**Extracto del documento**
Esto parecerá una táctica torticera y muy trumpista, pero los republicanos tienen una larga tradición en legislar de ese modo. La también carísima y muy regresiva “reforma” fiscal de Bush hijo fue aprobada exactamente del mismo modo, provocando los colosales déficits durante su segundo mandato3. Esa bajada de impuestos fue revertida bajo Obama cuando el congreso dejó que expirara la reforma sin más, subiendo los impuestos con ello.
La promesa de Trump para su segundo mandato es hacer lo contrario: mantener los recortes de forma indefinida, e incluso, en el caso del impuesto de sociedades, reducirlos aún más. El coste fiscal de extender los impuestos (sin recortes adicionales) es de unos 400.000 millones al año. Los ingresos por aranceles serían, como mucho, unos 225.000 millones.
Dicho en otras palabras: Trump propone substituir los ingresos perdidos por una bajada de impuestos que favorece a los ricos con un impuesto que perjudica a los pobres y recauda menos dinero. El nuevo impuesto es inflacionario, y aumentar los déficits también.
Debilitar el dólar
Trump y los suyos están obsesionados con la idea de que el secreto de la prosperidad es tener balanzas comerciales favorables, exportando mucho más de lo que importamos. Esta es una idea completamente absurda (véase: Estados Unidos, el país más rico de la tierra), pero que les ha llevado a explorar y proponer la idea de devaluar el dólar para competir mejor en los mercados internacionales.
Es una idea increíblemente peligrosa. Para empezar, destruir el valor de la moneda de reserva del sistema financiero internacional es jugar con fuego, y algo increíblemente estúpido si acabas por hacer que pierda ese estatus. Segundo, es también inflacionario, algo que en teoría preocupa a Trump. Tercero, porque de buen seguro acabará provocando devaluaciones competitivas de otros estados, potencialmente creando una crisis financiera. Aunque parece una propuesta absurda, estamos hablando de Trump; claro que le parecerá bien.
Populismos: propinas
A estas agradables ideas plutocráticas, Trump suele añadir la idea de eliminar el impuesto sobre la renta de las propinas.

**Consigna**
Prolonga el texto sobre los planes económicos de Trump a partir de su última oración.

**Ítems mostrados**

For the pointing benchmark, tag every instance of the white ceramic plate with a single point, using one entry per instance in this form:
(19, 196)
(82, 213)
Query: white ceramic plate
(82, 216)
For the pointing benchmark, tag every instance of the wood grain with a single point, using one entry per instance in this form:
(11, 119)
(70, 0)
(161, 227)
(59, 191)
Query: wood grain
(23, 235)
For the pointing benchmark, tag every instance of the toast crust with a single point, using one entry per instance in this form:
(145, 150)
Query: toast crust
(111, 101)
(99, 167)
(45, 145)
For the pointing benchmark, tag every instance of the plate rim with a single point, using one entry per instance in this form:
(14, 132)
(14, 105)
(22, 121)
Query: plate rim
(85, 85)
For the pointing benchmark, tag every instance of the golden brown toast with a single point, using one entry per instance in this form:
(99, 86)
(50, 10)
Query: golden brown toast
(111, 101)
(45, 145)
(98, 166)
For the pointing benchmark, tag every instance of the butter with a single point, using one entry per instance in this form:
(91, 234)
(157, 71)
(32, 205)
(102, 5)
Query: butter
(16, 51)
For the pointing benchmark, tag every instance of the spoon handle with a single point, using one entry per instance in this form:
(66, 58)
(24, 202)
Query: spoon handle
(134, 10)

* * *

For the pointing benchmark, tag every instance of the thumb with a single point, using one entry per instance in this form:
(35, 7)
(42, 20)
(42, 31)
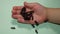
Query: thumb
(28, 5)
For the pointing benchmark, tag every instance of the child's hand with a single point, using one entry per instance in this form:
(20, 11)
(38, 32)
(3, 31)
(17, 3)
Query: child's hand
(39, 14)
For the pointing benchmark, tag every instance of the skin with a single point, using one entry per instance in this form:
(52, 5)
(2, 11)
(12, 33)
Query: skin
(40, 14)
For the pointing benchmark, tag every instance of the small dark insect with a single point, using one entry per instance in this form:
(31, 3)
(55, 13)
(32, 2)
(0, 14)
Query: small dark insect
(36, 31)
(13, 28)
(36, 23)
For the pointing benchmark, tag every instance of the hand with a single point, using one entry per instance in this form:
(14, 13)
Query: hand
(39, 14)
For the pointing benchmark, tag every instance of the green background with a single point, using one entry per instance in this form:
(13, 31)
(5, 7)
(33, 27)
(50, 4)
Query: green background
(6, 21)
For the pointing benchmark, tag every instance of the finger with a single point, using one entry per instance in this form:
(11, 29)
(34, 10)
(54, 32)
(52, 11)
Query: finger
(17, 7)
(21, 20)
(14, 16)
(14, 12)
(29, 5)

---

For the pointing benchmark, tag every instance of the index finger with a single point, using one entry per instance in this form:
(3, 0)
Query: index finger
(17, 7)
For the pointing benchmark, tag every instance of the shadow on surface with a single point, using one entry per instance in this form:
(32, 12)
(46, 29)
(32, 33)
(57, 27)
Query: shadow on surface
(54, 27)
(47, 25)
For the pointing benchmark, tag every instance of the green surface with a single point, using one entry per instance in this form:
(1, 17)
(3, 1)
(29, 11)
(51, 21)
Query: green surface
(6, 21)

**Respuesta**
Como he explicado alguna vez (tanto aquí como en cierto libro que os animo que compréis), un porcentaje considerable de trabajadores del sector de hostelería y servicios tienen un salario mínimo muy inferior al resto, ya que dependen de las propinas como mayor fuente de ingresos. El origen de esta práctica es (como muchas cosas en este país) esencialmente racista, pero hace que los camareros tengan ingresos mucho más impredecibles e inestables que en cualquier otro lugar civilizado4.
Trump ha decidido, como bandera populista, proponer eliminar el impuesto federal sobre la renta en propinas. Esto parece una buena idea, ayudando a la camarera encantadora del diner local, pero es una idea increíblemente regresiva a poco que empiezas a rascar un poco. Para empezar, la exención excluye a todos esos currelas del sector servicios que no cobran propinas; esto es, una cajera de supermercado no vería un duro, mientras que una camarera en una bar sí. Segundo, dentro de los trabajadores que cobran propina hay una enorme disparidad de ingresos. Alguien que trabaja en un restaurante familiar seguramente tiene ingresos lo suficiente bajos para pagar muy pocos impuestos5, mientras que alguien en un restaurante o bar caro acabará ahorrándose un dineral.
El problema más grave con la propuesta, no obstante, es que crea una montaña de incentivos perversos, “animando” a muchas empresas a convertir salarios en propinas. El problema no es tanto en cajeros de supermercado que ahora te pedirán un porcentaje de sus ventas mientras te ponen la compra en bolsas, sino en abogados, contables y demás gente de mal vivir que cambiarán sus honorarios a service fees o algo similar. Esto parecerá absurdo, pero es literalmente lo que la propuesta de ley de Ted Cruz para implementar la idea trumpiana permite.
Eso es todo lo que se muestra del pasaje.